Records excerpted from a collection

>> Begin

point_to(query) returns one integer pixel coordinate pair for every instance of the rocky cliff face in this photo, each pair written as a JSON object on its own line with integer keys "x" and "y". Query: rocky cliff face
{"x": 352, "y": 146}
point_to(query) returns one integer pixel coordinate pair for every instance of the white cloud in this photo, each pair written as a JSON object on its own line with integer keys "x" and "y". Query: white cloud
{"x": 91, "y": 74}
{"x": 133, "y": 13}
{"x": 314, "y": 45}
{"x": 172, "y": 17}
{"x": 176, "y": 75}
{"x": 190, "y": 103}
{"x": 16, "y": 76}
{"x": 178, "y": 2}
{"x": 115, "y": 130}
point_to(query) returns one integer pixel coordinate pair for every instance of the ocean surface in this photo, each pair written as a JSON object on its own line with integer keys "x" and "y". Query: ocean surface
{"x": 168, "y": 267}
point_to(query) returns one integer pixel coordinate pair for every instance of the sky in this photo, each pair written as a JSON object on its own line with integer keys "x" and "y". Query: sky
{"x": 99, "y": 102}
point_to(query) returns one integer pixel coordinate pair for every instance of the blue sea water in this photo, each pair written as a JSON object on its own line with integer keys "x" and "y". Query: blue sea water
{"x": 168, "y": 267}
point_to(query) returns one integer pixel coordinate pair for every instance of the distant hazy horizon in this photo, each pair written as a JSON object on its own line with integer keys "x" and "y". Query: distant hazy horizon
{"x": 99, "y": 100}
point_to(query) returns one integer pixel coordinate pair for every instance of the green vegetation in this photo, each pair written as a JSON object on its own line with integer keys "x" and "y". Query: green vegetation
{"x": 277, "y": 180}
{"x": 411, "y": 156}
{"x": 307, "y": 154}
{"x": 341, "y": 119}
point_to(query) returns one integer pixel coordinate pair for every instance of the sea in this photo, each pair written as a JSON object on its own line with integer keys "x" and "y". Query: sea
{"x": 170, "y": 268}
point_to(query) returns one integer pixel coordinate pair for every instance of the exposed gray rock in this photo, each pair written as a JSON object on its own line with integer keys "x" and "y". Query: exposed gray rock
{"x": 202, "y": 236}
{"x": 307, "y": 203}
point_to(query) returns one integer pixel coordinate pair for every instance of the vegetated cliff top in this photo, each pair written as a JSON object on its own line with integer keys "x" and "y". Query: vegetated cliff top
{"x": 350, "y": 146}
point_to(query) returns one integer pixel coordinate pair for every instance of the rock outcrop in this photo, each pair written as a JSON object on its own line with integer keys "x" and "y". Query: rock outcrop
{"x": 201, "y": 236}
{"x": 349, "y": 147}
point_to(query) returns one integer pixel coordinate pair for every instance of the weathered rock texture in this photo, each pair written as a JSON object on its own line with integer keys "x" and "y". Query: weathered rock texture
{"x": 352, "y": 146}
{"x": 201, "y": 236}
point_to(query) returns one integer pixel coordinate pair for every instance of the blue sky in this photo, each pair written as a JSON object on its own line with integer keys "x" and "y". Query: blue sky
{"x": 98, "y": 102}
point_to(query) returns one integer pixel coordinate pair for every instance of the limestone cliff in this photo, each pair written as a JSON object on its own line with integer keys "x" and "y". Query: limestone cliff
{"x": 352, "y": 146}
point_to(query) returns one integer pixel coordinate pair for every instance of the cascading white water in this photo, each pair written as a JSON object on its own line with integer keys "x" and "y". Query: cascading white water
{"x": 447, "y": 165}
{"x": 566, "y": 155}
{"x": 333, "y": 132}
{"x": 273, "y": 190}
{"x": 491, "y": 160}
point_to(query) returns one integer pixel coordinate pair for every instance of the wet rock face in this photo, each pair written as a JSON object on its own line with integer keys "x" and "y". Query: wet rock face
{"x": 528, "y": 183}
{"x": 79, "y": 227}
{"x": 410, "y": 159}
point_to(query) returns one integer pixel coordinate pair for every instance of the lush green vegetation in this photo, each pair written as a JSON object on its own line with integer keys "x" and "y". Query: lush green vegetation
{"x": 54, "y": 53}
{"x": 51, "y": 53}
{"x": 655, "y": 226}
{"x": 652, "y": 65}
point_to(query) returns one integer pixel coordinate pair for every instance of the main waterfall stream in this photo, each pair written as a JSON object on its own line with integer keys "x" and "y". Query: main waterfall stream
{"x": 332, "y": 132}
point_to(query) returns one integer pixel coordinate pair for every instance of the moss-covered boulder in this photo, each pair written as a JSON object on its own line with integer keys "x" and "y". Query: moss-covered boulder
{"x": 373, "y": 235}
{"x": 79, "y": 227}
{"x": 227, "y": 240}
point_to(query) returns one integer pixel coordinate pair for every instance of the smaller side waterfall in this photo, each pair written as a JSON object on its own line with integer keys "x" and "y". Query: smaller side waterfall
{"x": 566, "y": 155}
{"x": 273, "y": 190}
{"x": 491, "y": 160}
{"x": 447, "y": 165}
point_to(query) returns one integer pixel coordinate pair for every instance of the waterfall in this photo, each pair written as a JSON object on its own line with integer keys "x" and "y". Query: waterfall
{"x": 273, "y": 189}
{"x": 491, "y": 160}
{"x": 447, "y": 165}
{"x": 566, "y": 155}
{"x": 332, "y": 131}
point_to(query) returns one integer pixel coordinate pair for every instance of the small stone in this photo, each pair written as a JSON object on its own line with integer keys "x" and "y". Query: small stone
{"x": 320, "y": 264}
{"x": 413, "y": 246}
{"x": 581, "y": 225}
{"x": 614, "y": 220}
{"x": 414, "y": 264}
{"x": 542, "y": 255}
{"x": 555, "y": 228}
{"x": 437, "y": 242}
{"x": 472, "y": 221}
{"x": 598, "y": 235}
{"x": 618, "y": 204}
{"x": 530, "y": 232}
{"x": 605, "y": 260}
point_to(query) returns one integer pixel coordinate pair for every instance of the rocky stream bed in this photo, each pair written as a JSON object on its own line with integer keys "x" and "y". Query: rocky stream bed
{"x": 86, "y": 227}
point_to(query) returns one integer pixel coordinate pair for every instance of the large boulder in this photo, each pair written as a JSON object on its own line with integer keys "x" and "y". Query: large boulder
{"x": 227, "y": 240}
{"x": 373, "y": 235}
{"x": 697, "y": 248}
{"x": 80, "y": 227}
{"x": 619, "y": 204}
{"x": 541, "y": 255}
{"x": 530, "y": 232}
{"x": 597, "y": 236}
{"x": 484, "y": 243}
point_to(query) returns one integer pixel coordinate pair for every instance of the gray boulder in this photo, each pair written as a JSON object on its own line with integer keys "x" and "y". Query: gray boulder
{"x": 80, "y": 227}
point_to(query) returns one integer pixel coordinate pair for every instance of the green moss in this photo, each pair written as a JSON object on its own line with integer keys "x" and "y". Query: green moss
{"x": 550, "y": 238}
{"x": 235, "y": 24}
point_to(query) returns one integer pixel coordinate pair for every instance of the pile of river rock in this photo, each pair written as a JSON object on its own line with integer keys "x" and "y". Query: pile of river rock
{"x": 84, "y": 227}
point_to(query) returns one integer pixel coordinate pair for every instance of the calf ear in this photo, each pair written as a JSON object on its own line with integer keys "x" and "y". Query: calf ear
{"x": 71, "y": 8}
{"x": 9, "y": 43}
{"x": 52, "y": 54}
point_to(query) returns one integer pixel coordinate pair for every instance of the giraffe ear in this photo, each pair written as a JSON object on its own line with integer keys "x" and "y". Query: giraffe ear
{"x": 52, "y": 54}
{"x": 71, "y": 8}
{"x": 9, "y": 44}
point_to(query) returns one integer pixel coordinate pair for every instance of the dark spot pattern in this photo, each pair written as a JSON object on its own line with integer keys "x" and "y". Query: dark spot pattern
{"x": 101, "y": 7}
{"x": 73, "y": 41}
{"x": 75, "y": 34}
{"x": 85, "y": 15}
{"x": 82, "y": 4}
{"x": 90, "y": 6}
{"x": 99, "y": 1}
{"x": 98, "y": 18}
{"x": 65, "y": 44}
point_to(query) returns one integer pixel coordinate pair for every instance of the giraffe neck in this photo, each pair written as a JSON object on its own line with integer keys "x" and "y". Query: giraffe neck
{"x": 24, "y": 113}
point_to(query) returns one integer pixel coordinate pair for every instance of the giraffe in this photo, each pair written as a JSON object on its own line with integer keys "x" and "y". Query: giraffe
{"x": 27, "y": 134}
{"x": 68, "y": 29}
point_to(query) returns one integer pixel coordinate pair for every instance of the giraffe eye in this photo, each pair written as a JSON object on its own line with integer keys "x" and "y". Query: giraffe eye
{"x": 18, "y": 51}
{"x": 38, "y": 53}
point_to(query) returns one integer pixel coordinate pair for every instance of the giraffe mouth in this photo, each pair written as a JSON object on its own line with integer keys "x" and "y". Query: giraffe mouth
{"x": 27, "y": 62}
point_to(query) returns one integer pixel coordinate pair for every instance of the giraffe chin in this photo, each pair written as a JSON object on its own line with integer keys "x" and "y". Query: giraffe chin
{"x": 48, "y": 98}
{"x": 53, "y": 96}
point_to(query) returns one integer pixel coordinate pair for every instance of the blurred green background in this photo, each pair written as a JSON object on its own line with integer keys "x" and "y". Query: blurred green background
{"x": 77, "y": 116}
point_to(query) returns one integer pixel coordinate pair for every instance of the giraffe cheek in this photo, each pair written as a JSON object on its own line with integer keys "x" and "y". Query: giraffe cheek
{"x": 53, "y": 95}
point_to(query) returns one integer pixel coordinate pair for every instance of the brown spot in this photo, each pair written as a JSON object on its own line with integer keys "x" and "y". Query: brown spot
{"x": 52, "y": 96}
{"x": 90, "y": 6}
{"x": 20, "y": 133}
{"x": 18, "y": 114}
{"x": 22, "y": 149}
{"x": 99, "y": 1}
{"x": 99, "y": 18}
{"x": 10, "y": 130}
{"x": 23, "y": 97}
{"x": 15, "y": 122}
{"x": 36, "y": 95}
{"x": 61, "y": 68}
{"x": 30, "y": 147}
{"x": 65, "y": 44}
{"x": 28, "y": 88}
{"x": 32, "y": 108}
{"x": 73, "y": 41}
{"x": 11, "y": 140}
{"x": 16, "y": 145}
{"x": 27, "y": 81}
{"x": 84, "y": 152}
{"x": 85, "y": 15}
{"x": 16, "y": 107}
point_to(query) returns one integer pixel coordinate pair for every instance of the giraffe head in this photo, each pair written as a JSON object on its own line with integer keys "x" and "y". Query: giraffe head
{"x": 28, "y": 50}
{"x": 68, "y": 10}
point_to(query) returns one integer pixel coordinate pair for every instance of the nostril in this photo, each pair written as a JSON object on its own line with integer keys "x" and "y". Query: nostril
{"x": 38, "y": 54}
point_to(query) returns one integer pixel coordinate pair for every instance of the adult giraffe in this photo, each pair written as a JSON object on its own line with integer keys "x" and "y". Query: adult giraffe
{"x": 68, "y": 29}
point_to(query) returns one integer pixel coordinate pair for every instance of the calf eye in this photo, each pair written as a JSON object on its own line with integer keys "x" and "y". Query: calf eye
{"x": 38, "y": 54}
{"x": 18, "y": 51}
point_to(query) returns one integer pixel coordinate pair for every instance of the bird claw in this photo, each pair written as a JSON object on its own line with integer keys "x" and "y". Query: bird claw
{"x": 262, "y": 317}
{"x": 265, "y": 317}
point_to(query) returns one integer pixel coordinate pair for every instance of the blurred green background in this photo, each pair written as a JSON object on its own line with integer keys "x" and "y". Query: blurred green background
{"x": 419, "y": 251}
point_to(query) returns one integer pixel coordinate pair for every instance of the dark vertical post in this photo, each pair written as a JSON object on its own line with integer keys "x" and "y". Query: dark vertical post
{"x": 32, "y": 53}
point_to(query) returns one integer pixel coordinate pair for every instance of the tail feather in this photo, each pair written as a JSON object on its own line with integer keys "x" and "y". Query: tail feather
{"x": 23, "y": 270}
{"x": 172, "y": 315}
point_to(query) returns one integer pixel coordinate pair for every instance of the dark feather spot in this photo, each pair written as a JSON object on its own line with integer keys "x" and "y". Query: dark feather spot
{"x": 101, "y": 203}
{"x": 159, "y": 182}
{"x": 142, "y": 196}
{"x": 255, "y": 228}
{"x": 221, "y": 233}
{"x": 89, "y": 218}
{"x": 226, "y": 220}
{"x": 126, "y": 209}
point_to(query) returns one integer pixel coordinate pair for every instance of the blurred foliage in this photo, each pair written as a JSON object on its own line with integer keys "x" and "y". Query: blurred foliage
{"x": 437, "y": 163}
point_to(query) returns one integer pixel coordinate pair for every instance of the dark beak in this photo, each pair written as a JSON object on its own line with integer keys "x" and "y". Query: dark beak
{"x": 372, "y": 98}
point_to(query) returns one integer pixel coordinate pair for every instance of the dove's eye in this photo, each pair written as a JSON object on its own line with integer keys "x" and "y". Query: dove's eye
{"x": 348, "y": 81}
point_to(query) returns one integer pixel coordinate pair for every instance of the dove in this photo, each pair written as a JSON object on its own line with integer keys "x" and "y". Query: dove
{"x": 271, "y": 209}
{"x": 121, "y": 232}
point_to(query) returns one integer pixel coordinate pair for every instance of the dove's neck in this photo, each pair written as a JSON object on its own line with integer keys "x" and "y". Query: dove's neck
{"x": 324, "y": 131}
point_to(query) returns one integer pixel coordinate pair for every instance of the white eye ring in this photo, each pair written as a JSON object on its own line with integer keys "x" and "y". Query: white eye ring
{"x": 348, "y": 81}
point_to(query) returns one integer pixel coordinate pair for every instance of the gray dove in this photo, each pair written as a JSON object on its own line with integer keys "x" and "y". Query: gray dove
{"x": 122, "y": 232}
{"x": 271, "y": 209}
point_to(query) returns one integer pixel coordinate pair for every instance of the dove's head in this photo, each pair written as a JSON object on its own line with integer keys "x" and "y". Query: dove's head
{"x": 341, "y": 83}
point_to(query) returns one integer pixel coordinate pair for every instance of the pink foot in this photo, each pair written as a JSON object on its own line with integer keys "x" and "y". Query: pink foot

>> End

**What you need to do:** From the line containing "Query: gray dove" through the closing line of the material above, return every line exactly and omit all others.

**Full answer:**
point_to(query) returns one integer pixel coordinate pair for every instance of the gray dove in this photo, each pair written as a JSON object on its own line with integer keys "x" and "y". Query: gray dove
{"x": 122, "y": 232}
{"x": 271, "y": 209}
point_to(query) returns one integer pixel coordinate pair for every instance of the dove's head in this photo, each pair written as a JSON object on its own line with integer keys "x" and "y". Query: dove's head
{"x": 341, "y": 83}
point_to(query) returns one integer pixel coordinate pair for every instance of the pink foot in this photo, each pair written as a JSON object on its own line with integer keys "x" and "y". Query: pink foot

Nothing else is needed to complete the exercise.